*** Opening TASK INPUTS ***

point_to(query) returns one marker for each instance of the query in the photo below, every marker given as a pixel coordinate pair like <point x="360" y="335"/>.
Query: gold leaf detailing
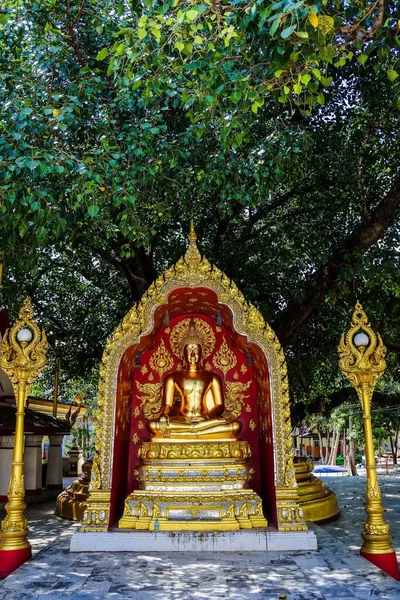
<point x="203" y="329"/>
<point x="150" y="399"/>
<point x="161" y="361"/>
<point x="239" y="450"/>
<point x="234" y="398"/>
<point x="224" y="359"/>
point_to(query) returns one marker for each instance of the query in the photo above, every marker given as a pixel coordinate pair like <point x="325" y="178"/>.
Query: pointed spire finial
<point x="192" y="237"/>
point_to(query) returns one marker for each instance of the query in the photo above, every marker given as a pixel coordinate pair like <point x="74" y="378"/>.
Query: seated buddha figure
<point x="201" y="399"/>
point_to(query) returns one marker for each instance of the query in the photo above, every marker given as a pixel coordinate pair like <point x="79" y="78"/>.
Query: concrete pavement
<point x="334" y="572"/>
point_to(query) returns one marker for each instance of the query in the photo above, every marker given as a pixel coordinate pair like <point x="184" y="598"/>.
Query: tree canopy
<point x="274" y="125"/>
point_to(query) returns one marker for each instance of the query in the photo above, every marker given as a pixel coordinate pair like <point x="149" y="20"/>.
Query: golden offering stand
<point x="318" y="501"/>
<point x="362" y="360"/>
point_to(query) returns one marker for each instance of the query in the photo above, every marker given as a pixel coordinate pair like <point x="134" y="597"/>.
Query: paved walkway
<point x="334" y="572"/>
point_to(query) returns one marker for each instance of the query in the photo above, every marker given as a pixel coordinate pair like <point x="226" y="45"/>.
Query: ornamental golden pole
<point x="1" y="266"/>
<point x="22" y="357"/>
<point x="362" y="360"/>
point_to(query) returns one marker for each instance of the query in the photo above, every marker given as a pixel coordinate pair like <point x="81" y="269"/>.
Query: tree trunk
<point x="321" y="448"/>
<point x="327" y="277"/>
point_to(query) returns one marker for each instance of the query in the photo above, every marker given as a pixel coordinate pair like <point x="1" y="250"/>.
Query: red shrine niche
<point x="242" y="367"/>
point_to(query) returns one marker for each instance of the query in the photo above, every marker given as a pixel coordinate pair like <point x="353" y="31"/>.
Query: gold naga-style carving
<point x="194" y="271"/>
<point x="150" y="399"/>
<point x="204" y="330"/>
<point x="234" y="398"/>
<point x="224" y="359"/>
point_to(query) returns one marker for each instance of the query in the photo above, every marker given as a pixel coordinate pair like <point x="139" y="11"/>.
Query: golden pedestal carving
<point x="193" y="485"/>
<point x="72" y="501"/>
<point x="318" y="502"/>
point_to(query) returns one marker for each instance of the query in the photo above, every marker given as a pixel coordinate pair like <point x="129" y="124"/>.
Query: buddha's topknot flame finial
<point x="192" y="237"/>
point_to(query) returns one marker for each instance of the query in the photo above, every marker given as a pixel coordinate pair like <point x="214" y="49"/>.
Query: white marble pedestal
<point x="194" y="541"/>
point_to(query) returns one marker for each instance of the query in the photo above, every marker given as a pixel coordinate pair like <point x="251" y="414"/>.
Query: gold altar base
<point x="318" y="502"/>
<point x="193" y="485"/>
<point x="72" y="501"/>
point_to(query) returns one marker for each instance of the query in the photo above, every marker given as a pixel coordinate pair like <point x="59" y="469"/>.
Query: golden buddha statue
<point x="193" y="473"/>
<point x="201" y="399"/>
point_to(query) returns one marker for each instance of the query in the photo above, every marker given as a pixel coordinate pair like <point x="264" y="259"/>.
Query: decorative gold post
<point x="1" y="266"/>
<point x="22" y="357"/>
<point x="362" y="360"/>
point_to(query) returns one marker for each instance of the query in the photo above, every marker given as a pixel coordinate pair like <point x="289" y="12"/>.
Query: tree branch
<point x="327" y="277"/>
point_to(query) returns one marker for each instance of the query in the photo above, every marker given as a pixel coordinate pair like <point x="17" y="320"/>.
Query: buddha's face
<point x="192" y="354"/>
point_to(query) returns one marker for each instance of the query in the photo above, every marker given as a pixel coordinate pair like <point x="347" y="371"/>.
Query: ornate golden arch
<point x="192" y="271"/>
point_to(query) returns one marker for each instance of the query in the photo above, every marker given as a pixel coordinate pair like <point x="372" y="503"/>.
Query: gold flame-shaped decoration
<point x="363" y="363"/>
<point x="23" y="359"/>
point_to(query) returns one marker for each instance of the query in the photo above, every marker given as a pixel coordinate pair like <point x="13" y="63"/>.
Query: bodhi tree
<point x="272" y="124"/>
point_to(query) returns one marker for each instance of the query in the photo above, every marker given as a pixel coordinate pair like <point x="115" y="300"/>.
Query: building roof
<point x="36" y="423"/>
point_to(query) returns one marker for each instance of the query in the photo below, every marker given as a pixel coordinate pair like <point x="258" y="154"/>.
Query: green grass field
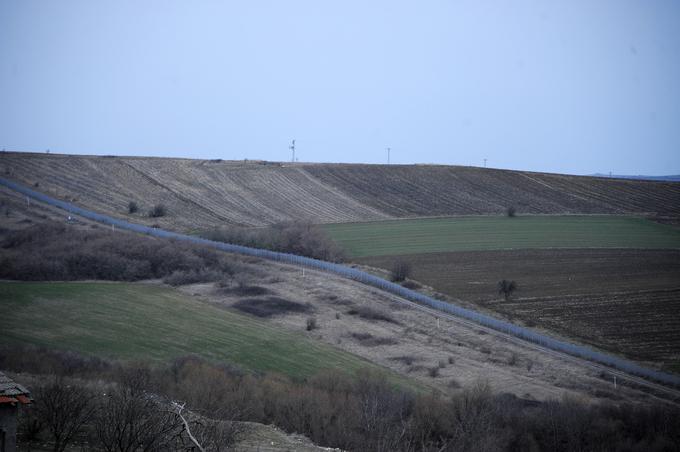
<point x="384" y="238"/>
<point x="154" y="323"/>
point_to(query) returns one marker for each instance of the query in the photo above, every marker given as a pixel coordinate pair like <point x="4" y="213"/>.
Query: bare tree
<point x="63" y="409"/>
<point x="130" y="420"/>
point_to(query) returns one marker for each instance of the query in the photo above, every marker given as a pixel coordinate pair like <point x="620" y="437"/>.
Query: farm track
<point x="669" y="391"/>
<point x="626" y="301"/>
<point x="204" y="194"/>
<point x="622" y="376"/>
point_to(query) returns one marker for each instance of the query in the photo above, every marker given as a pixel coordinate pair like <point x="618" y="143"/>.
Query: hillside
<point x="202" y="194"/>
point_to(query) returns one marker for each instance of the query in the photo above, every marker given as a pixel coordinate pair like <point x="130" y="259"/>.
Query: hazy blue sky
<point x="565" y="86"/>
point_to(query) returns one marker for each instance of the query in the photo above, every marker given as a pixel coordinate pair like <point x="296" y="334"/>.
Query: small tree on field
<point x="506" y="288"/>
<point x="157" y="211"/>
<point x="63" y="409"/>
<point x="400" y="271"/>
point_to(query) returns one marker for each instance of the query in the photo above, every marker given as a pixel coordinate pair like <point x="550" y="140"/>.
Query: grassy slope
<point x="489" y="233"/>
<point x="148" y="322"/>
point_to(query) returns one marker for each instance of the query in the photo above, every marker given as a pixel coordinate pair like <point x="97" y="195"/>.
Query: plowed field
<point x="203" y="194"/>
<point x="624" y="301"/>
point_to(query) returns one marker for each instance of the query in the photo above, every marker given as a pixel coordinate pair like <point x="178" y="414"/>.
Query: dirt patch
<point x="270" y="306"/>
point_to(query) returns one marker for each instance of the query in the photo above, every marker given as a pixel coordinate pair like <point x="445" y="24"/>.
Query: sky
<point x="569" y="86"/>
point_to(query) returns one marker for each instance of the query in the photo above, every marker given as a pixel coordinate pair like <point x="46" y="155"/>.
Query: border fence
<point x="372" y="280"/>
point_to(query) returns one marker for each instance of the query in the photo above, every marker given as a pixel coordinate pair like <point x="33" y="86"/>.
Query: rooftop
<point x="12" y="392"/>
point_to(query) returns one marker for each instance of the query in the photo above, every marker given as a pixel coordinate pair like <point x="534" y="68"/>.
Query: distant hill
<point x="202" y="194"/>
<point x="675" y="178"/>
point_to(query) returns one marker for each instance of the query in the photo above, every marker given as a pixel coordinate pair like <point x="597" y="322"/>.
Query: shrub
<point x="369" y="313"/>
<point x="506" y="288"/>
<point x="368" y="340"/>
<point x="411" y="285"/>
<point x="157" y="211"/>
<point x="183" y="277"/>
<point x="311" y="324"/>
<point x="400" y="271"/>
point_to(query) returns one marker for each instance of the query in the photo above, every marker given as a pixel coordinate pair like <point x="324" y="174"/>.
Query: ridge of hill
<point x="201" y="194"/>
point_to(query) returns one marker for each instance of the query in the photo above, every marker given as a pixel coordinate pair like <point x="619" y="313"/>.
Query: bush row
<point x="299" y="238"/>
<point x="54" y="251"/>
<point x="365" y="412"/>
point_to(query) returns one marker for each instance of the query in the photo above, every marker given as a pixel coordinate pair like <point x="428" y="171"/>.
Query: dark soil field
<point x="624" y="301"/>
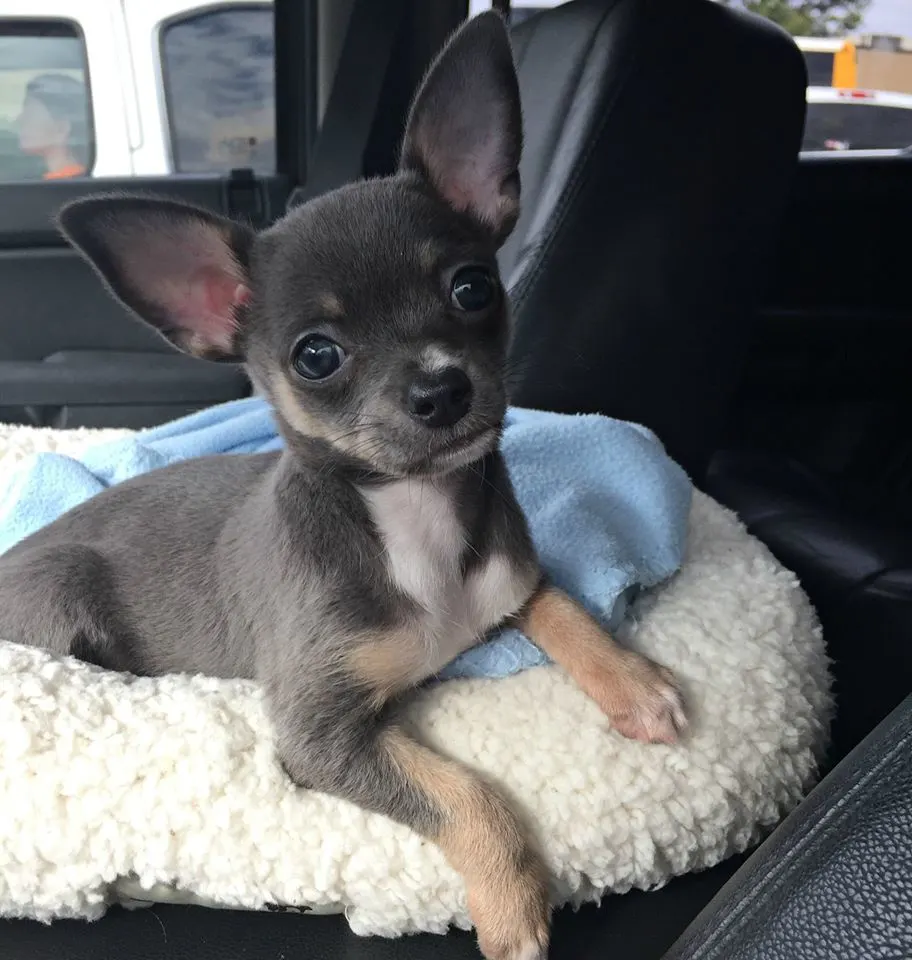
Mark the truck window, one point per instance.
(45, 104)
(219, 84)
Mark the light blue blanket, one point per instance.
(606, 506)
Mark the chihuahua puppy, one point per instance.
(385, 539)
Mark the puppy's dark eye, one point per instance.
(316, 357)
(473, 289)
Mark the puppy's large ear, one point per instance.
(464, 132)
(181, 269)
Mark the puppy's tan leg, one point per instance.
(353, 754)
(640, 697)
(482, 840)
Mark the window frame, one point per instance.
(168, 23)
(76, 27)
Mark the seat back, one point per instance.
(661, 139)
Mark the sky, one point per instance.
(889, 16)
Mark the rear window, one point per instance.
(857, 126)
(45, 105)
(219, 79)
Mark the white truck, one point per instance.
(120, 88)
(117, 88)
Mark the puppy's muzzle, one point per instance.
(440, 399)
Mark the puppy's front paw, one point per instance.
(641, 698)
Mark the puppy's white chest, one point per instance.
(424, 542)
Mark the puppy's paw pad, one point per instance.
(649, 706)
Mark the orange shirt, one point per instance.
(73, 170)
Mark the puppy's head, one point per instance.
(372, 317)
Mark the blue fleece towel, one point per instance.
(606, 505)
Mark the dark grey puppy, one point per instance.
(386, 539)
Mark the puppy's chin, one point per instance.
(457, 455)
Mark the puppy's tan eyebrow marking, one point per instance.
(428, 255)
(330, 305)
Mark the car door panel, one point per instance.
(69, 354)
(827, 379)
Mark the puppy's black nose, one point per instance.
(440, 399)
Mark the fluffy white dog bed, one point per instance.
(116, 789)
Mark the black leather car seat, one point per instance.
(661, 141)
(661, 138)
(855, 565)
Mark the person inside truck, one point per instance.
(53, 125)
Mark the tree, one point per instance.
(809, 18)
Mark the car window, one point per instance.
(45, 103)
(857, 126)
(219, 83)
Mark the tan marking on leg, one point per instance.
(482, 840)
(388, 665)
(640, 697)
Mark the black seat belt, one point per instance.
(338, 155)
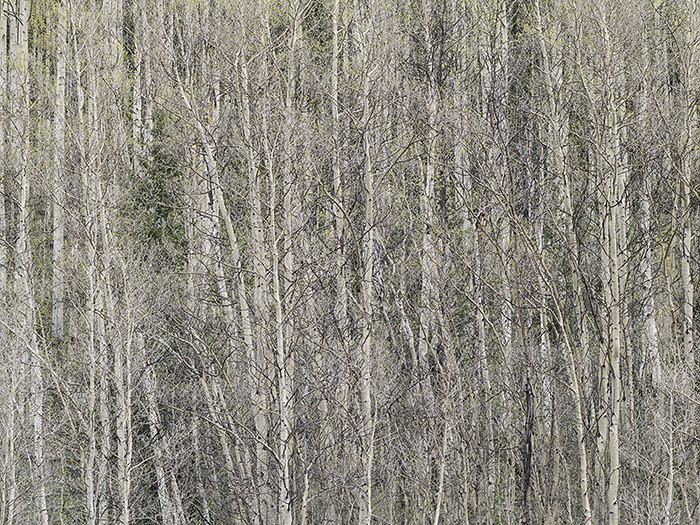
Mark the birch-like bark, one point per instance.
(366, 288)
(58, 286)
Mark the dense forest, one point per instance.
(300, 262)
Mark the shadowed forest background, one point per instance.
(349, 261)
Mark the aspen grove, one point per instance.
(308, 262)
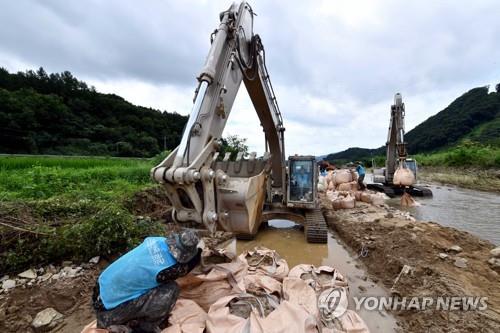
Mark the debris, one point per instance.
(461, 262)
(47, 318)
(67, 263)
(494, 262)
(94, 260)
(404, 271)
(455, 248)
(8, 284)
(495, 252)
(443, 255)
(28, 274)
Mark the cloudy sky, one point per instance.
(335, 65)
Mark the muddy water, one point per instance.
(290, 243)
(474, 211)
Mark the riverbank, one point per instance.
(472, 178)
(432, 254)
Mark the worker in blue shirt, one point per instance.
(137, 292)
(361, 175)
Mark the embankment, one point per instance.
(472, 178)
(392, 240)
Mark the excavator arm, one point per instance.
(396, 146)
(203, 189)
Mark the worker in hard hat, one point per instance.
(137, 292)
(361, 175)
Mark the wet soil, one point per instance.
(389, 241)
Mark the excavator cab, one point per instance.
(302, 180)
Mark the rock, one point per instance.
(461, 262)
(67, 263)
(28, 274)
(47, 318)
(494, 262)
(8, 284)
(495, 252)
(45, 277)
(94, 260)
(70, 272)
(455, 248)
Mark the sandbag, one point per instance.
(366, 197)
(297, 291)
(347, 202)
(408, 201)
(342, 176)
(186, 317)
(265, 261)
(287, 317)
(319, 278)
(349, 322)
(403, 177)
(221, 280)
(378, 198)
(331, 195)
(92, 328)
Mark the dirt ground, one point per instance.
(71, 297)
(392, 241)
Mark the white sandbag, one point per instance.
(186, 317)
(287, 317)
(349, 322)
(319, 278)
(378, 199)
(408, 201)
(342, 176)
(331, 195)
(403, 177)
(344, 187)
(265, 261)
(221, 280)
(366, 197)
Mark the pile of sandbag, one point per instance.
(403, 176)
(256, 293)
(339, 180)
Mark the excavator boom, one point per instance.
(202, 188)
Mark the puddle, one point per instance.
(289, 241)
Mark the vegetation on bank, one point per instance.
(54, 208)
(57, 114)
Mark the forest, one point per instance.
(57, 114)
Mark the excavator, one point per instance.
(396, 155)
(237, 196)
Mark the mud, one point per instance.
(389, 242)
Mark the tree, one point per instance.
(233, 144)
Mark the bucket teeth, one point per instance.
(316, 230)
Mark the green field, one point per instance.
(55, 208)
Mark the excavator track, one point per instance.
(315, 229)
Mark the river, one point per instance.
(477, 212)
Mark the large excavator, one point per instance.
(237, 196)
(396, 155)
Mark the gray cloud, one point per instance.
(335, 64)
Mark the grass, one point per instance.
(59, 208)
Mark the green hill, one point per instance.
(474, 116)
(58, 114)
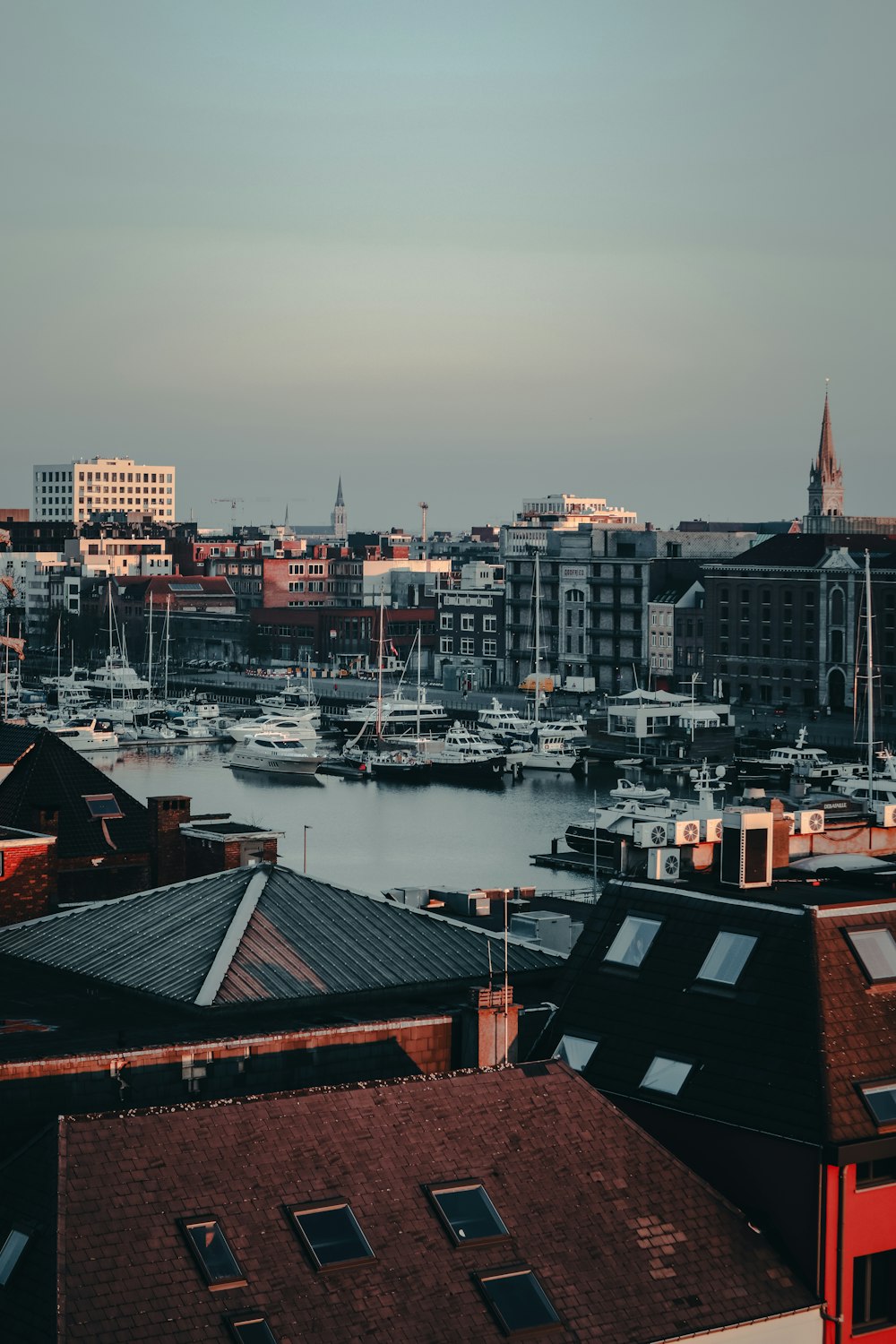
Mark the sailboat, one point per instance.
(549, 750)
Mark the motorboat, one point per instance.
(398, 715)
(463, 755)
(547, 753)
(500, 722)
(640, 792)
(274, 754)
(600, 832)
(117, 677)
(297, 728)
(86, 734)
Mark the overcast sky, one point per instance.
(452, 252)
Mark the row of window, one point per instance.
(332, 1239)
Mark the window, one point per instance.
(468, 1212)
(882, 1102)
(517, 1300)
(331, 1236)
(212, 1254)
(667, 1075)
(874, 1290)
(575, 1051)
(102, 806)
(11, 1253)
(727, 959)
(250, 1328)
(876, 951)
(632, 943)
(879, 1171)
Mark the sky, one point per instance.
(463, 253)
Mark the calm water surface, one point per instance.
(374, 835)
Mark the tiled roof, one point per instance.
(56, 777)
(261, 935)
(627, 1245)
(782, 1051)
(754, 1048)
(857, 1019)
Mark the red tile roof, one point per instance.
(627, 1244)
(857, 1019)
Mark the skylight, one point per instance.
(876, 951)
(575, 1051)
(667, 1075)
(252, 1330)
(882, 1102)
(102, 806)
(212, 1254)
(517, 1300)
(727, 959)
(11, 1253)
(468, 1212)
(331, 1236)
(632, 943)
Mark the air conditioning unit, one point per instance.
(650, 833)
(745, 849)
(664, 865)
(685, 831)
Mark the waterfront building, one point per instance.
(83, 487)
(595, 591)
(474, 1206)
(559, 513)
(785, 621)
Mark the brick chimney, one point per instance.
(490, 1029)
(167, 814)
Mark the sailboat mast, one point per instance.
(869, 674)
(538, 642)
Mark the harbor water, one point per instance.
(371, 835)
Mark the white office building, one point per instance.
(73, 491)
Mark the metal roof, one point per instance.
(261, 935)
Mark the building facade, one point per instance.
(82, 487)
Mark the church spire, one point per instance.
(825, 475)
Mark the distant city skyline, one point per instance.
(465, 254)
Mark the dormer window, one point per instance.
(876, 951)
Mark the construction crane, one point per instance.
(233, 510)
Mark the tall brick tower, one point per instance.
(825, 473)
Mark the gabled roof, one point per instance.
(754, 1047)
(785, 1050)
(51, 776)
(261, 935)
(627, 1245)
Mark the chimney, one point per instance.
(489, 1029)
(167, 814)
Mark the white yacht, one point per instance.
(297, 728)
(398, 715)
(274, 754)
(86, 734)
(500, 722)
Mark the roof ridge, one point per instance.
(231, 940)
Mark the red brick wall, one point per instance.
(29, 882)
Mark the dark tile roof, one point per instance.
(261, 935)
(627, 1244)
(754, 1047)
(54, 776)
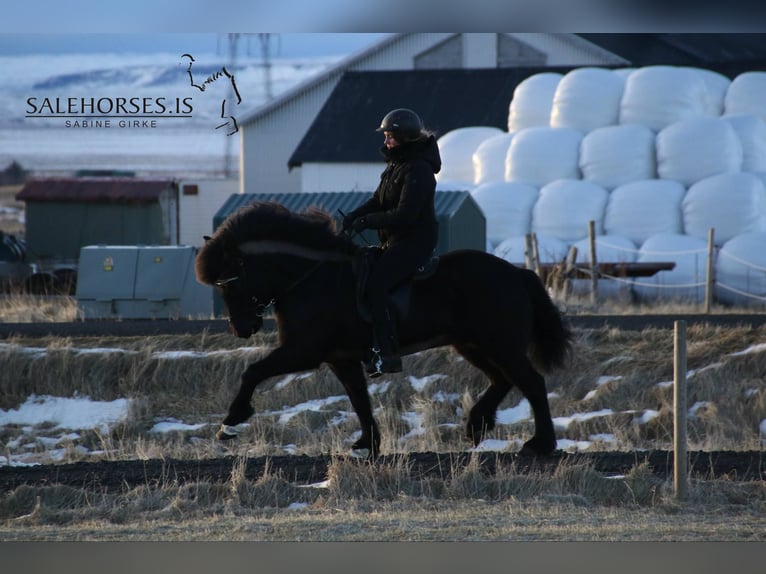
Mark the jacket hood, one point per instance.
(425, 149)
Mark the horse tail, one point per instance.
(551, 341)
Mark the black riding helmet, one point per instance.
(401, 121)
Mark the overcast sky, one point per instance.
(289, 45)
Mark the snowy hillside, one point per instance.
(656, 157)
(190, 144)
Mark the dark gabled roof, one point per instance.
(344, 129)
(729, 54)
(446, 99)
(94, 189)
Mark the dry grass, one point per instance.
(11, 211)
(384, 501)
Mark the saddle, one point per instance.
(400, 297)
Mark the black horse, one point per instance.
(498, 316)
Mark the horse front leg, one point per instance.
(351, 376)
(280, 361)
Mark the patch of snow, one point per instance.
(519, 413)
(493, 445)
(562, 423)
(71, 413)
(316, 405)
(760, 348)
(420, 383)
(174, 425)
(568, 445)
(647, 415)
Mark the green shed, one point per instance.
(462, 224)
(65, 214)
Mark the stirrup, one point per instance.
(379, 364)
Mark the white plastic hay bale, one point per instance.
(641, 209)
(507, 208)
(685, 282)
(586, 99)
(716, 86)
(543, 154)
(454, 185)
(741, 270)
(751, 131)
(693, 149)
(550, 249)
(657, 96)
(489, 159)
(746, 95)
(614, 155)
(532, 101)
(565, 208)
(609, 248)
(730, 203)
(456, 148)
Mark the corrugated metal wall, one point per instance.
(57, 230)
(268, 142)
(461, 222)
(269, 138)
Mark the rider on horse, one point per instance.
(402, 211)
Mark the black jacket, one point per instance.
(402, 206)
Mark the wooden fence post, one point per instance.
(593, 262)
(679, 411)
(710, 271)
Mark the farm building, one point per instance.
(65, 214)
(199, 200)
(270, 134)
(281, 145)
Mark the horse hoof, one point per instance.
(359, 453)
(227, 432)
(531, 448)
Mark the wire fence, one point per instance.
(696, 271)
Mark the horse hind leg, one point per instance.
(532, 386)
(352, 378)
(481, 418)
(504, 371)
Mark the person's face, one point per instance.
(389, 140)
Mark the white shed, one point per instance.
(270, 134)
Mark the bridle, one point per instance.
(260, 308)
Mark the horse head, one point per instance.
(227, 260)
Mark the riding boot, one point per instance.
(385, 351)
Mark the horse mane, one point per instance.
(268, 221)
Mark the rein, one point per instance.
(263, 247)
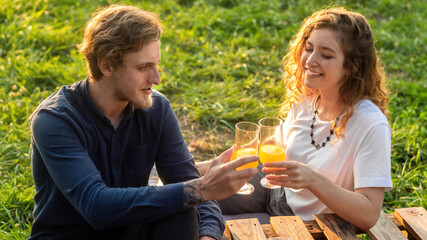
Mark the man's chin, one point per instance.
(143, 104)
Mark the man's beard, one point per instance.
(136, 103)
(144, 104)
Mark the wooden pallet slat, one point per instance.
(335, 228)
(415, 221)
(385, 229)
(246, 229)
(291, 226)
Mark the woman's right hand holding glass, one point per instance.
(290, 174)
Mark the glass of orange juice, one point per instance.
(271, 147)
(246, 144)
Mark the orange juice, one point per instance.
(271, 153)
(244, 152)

*** Closing TASK INPUTS ***

EXERCISE REQUIREMENTS: Exactly as written, give the line containing "Mark the man's beard, one point per instance." and all remaining lines of the records.

RESPONSE AREA:
Mark the man's beard, one point per instance.
(136, 103)
(144, 104)
Mark the wooden pallet slat, one point per instance.
(335, 228)
(415, 221)
(385, 229)
(246, 229)
(291, 226)
Mark the woman's right hand holding glass, one point per instance.
(290, 174)
Mark the glass of orange juice, one point per instance.
(271, 147)
(246, 144)
Mark the orange juice, one point per instance.
(271, 153)
(244, 152)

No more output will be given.